» WORK INSTRUCTIONS:
Reproduce the film review from "Billed as a" up to and including "with his son.", substituting "camera operator" for "cameraman".

» PAGE EXCERPT:
»»

A disappointment from the team behind Eastbound & Down and Vice Principals.
Billed as a dramedy, director Jody Hill’s The Legacy of a Whitetail Deer Hunter follows the exploits of a “famous” hunter named Buck Ferguson (Josh Brolin), his faithful cameraman Don (Danny McBride), and his son Jaden (Montana Jordan). For years, Buck was known for his cheesy – yet, apparently lucrative – hunting videos. He and Don would go galivanting across the US in search of Whitetail Deer, often leaving their families and significant others alone for months at a time. Because of this (and his recent divorce), Buck hasn’t had the time to develop a great relationship with Jaden. All hope isn’t lost though. Thanks to his filming schedule coinciding with a purposed father and son hunting trip, Buck will finally be able to spend some quality time with his son.

««

» GIVEN INFORMATION:
»»

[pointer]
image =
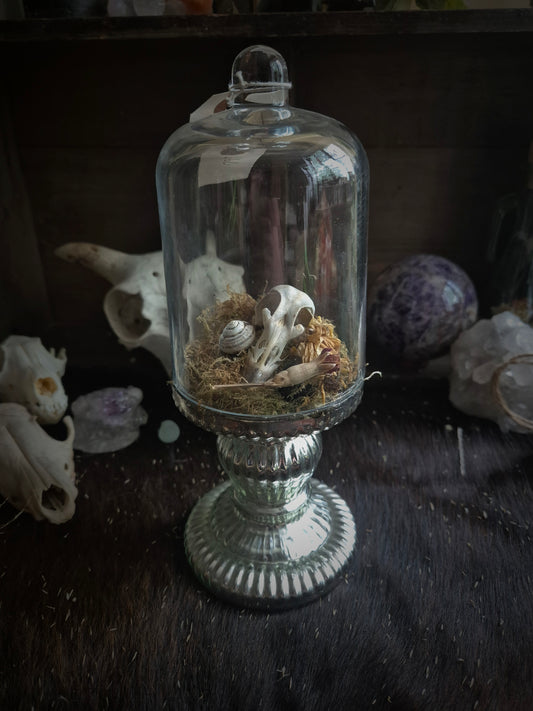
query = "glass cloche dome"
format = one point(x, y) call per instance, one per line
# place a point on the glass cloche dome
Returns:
point(263, 213)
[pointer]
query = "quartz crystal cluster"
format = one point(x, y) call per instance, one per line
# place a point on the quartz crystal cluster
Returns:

««

» RESULT FOR THIS TASK:
Billed as a dramedy, director Jody Hill’s The Legacy of a Whitetail Deer Hunter follows the exploits of a “famous” hunter named Buck Ferguson (Josh Brolin), his faithful camera operator Don (Danny McBride), and his son Jaden (Montana Jordan). For years, Buck was known for his cheesy – yet, apparently lucrative – hunting videos. He and Don would go galivanting across the US in search of Whitetail Deer, often leaving their families and significant others alone for months at a time. Because of this (and his recent divorce), Buck hasn’t had the time to develop a great relationship with Jaden. All hope isn’t lost though. Thanks to his filming schedule coinciding with a purposed father and son hunting trip, Buck will finally be able to spend some quality time with his son.